What needs to be done
Count the lines in the entries below that contain the string "ceiling", with letter case counting. Reply with the number alone.

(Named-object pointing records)
▽
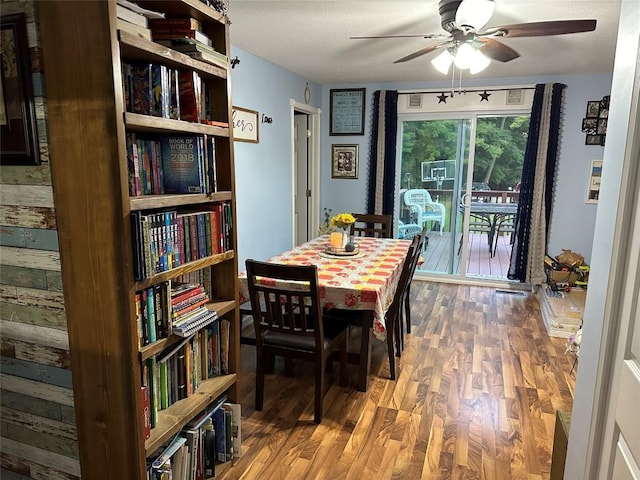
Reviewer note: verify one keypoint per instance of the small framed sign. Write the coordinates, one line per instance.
(347, 111)
(344, 161)
(18, 132)
(245, 125)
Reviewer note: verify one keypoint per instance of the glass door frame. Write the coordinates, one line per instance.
(457, 194)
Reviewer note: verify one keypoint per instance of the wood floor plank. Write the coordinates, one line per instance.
(478, 385)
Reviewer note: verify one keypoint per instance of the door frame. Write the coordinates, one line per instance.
(313, 217)
(607, 324)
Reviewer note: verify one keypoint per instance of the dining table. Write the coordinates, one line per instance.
(363, 280)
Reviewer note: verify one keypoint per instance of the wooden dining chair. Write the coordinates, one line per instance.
(421, 238)
(393, 314)
(370, 225)
(288, 322)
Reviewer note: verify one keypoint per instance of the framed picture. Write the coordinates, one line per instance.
(344, 161)
(245, 125)
(18, 134)
(346, 112)
(593, 140)
(590, 126)
(593, 109)
(593, 189)
(602, 126)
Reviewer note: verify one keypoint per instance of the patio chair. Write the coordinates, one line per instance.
(504, 224)
(423, 208)
(370, 225)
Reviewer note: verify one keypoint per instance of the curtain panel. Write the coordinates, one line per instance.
(382, 153)
(536, 187)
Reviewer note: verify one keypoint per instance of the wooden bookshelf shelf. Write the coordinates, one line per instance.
(115, 381)
(149, 202)
(186, 268)
(147, 123)
(132, 46)
(184, 8)
(220, 307)
(172, 419)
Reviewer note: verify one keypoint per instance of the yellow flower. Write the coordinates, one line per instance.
(342, 220)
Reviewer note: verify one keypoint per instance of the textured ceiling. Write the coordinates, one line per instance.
(311, 38)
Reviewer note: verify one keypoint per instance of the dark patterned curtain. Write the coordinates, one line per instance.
(382, 153)
(536, 186)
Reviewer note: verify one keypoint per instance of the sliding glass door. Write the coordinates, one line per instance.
(459, 176)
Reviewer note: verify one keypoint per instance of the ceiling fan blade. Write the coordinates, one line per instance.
(428, 36)
(542, 29)
(497, 50)
(422, 51)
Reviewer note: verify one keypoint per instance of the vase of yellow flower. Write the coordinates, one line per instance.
(343, 222)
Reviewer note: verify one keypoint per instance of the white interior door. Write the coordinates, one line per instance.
(302, 187)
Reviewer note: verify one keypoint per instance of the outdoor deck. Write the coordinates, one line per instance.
(437, 256)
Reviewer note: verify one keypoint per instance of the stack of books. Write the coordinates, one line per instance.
(134, 19)
(185, 35)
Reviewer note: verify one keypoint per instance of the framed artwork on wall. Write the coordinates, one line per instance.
(245, 125)
(344, 161)
(18, 134)
(593, 189)
(346, 112)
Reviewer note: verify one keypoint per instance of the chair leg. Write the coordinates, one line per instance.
(407, 309)
(390, 350)
(259, 380)
(319, 391)
(343, 363)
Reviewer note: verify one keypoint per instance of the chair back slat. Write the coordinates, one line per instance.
(290, 294)
(370, 225)
(408, 268)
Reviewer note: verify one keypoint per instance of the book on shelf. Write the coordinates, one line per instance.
(180, 33)
(189, 45)
(133, 29)
(130, 16)
(173, 23)
(182, 164)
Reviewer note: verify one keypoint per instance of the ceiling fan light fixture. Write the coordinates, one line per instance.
(479, 62)
(464, 56)
(474, 13)
(443, 62)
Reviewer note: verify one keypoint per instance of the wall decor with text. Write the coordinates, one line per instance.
(346, 113)
(245, 125)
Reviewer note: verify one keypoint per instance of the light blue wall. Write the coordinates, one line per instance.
(264, 170)
(573, 220)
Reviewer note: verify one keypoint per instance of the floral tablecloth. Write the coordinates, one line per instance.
(365, 282)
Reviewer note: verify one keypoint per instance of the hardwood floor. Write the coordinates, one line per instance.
(476, 396)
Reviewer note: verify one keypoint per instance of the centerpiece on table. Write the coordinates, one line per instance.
(342, 222)
(573, 345)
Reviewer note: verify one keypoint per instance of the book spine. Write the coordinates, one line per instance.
(180, 23)
(146, 411)
(151, 320)
(196, 290)
(164, 385)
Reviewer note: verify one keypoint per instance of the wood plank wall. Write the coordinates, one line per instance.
(37, 419)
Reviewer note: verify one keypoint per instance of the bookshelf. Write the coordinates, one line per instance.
(88, 126)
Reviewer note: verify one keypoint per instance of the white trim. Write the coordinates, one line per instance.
(314, 161)
(589, 452)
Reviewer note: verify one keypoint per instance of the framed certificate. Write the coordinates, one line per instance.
(347, 111)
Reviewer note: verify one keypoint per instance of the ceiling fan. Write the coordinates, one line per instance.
(469, 47)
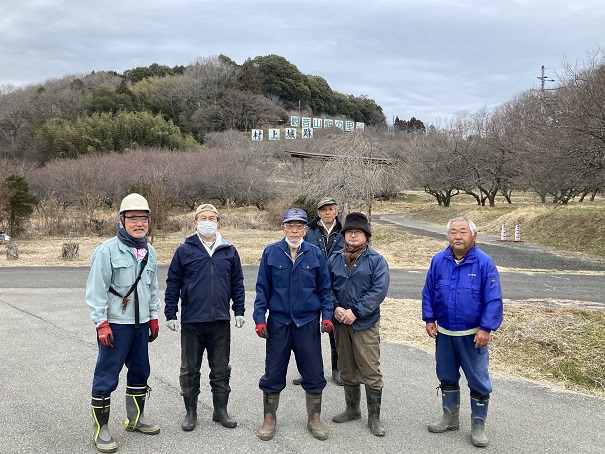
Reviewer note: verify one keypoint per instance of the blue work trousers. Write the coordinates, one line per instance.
(130, 348)
(305, 342)
(215, 339)
(455, 352)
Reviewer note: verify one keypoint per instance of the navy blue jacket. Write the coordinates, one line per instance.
(315, 236)
(292, 292)
(361, 289)
(205, 284)
(463, 296)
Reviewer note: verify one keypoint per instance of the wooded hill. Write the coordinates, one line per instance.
(162, 107)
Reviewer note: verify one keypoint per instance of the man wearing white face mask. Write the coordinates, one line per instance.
(205, 274)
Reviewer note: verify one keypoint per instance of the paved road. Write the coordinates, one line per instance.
(49, 349)
(48, 353)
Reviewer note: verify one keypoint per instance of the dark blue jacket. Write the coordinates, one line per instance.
(361, 289)
(292, 292)
(205, 284)
(315, 236)
(463, 296)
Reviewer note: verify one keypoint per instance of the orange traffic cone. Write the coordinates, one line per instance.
(503, 232)
(518, 233)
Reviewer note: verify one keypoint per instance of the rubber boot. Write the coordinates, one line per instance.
(352, 400)
(374, 399)
(135, 408)
(100, 416)
(335, 372)
(270, 404)
(478, 416)
(220, 410)
(190, 420)
(450, 401)
(314, 424)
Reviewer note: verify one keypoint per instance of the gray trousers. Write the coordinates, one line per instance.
(359, 355)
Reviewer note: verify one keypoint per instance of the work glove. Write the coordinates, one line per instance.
(327, 326)
(172, 325)
(261, 330)
(104, 334)
(154, 329)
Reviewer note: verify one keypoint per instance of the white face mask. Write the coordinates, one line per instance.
(294, 245)
(206, 228)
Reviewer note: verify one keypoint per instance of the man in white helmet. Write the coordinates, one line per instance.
(122, 293)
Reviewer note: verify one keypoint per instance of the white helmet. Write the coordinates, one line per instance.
(134, 202)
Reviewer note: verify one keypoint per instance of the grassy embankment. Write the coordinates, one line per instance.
(561, 346)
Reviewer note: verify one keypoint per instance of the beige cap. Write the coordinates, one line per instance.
(206, 207)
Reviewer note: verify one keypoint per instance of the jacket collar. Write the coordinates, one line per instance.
(471, 255)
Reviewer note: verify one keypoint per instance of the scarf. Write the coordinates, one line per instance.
(352, 253)
(129, 240)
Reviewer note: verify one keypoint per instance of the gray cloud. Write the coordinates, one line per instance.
(428, 59)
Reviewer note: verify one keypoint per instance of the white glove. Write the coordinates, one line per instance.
(172, 324)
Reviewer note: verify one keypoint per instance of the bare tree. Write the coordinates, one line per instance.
(357, 175)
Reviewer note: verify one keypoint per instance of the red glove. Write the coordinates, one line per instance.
(261, 330)
(154, 329)
(327, 326)
(104, 334)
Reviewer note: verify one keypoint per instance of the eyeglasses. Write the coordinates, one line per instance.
(135, 219)
(294, 226)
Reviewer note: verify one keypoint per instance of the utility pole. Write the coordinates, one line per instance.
(543, 79)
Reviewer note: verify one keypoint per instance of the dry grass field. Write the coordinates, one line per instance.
(562, 347)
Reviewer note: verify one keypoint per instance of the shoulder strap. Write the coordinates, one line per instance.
(136, 282)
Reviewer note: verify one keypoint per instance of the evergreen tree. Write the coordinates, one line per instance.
(17, 202)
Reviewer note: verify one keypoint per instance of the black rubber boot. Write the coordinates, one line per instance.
(220, 410)
(478, 416)
(450, 401)
(374, 399)
(135, 408)
(190, 420)
(352, 400)
(100, 416)
(314, 424)
(270, 404)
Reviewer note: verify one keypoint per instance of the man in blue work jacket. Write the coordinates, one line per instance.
(293, 285)
(462, 305)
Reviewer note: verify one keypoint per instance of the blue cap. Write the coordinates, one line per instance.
(295, 214)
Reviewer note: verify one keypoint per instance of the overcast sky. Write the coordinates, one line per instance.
(424, 58)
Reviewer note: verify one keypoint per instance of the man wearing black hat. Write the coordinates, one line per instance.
(360, 280)
(325, 233)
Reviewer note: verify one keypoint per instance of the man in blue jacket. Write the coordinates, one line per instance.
(324, 231)
(462, 305)
(205, 274)
(360, 281)
(293, 285)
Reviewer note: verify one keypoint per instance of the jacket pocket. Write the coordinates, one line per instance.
(123, 273)
(280, 273)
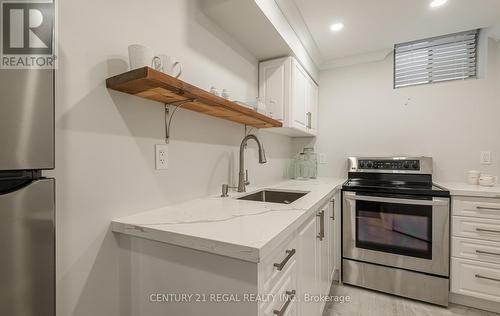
△
Final result
4